▸ **WORK REQUIRED**
Go through the data below and return each line where the string "woodpecker" appears.
Segment Start: RECORDS SHOWN
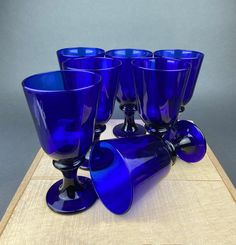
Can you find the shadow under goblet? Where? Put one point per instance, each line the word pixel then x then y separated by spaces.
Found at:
pixel 63 107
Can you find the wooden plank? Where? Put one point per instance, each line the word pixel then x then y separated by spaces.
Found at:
pixel 20 190
pixel 190 206
pixel 222 174
pixel 171 212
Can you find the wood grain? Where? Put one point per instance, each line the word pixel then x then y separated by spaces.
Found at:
pixel 192 205
pixel 20 190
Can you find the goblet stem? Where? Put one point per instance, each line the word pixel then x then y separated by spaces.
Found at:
pixel 182 109
pixel 160 132
pixel 73 193
pixel 129 123
pixel 99 129
pixel 70 184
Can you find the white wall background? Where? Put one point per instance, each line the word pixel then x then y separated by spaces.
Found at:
pixel 31 32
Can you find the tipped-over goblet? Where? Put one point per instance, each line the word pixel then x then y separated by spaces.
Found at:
pixel 160 86
pixel 195 58
pixel 121 167
pixel 108 69
pixel 72 53
pixel 126 92
pixel 63 106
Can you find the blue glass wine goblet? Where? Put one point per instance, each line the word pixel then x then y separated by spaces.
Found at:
pixel 108 69
pixel 126 93
pixel 195 58
pixel 160 85
pixel 63 106
pixel 72 53
pixel 121 168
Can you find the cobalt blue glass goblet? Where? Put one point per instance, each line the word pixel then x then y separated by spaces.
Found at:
pixel 108 69
pixel 63 107
pixel 160 85
pixel 126 92
pixel 72 53
pixel 120 168
pixel 195 58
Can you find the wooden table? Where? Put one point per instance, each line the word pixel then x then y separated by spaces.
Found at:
pixel 194 204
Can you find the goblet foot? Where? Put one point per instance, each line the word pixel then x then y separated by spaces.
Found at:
pixel 85 164
pixel 73 199
pixel 119 131
pixel 189 141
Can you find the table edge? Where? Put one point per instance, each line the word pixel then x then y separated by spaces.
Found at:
pixel 222 173
pixel 10 209
pixel 20 190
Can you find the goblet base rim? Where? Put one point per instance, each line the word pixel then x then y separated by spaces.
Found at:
pixel 120 133
pixel 85 165
pixel 85 197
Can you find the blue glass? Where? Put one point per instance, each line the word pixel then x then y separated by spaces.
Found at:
pixel 160 85
pixel 126 92
pixel 189 141
pixel 108 69
pixel 121 168
pixel 63 106
pixel 117 166
pixel 72 53
pixel 195 58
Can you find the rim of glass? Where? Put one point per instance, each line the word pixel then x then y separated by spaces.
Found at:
pixel 188 65
pixel 97 80
pixel 200 54
pixel 126 49
pixel 93 69
pixel 131 197
pixel 60 51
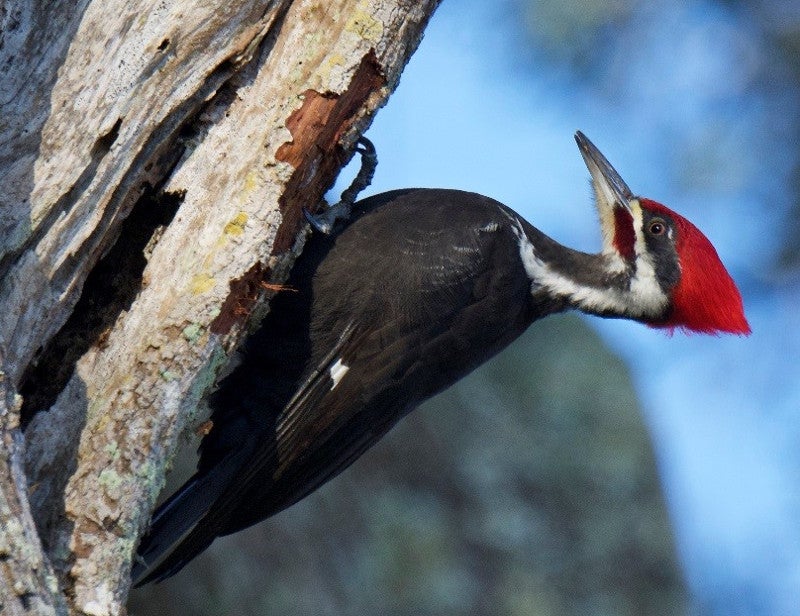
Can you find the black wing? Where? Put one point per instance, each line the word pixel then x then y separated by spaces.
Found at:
pixel 420 288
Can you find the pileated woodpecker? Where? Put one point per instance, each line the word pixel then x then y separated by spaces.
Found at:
pixel 414 291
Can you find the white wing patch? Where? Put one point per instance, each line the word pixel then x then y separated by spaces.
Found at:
pixel 645 296
pixel 338 370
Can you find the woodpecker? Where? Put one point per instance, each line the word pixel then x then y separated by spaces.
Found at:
pixel 413 291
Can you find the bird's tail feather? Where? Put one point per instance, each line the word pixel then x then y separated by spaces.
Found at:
pixel 175 537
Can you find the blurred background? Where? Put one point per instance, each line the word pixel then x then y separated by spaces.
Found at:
pixel 596 467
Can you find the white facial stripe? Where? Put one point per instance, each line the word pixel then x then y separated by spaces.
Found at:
pixel 645 296
pixel 338 370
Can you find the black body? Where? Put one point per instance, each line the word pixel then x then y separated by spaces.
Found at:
pixel 419 288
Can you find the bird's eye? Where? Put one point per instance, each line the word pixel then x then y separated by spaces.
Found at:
pixel 657 227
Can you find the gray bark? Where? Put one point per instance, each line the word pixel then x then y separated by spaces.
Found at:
pixel 155 159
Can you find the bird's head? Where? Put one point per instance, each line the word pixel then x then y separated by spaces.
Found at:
pixel 676 276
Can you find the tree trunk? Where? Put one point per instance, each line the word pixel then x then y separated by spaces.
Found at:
pixel 155 159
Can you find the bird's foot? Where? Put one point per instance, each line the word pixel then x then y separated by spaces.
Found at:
pixel 325 221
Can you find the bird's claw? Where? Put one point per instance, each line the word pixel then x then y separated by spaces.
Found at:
pixel 325 221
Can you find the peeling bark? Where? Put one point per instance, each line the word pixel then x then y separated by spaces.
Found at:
pixel 158 157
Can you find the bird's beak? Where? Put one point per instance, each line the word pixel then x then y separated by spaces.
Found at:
pixel 615 201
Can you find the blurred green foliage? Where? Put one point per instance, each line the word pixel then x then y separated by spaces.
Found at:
pixel 529 488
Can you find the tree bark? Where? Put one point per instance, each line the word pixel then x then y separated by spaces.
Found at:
pixel 155 159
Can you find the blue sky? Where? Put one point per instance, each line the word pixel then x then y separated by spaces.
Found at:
pixel 682 112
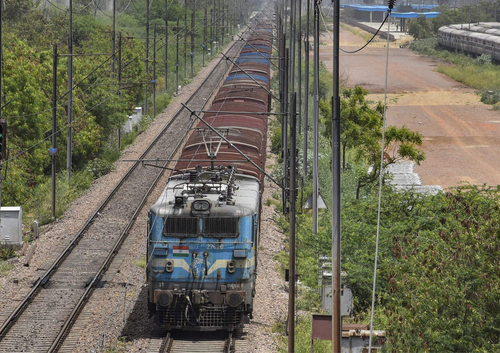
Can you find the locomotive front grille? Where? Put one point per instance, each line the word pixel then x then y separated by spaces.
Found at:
pixel 201 317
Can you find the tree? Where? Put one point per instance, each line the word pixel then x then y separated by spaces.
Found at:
pixel 357 118
pixel 361 131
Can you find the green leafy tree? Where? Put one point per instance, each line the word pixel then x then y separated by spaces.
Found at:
pixel 361 130
pixel 358 119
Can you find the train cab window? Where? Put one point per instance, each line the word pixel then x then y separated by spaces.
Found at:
pixel 181 227
pixel 221 227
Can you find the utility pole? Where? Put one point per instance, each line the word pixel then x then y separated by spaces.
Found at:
pixel 292 220
pixel 306 90
pixel 192 38
pixel 315 195
pixel 166 45
pixel 69 161
pixel 336 268
pixel 177 60
pixel 185 39
pixel 147 59
pixel 53 151
pixel 154 71
pixel 204 46
pixel 113 38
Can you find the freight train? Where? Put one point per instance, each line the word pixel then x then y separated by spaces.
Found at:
pixel 203 231
pixel 475 38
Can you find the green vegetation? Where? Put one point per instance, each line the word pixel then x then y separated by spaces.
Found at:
pixel 100 104
pixel 438 274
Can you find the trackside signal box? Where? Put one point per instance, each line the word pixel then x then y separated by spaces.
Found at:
pixel 11 226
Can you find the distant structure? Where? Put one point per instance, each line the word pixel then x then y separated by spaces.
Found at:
pixel 481 38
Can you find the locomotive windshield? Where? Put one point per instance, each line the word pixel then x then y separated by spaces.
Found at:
pixel 206 226
pixel 186 226
pixel 220 227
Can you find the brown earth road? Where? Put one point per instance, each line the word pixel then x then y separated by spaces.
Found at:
pixel 461 135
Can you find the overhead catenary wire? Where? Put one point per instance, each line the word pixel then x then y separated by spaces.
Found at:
pixel 361 48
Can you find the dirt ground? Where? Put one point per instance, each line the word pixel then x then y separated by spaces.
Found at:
pixel 461 135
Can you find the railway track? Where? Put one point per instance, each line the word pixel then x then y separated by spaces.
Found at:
pixel 203 342
pixel 43 319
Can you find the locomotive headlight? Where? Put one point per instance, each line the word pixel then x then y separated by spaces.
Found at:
pixel 240 253
pixel 169 266
pixel 231 267
pixel 201 205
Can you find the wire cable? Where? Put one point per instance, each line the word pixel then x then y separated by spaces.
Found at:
pixel 361 48
pixel 380 183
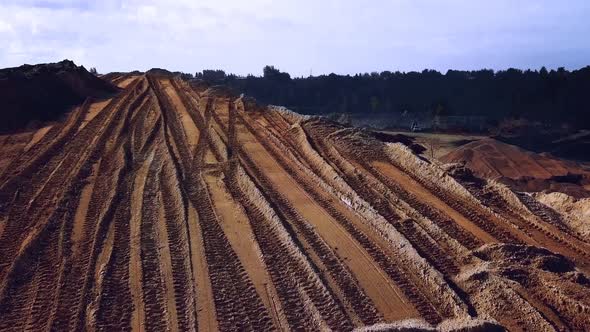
Segment End: RECORDS SHOWN
▸ **WRITTEN SOLUTION**
Can you find the pileated woodpecker? Where? Put one point per instance, each line the word pixel then x then y separated by spaces.
Can you find the woodpecker? Where? Put one point per instance, each line the word pixel then x then y separated by spaces.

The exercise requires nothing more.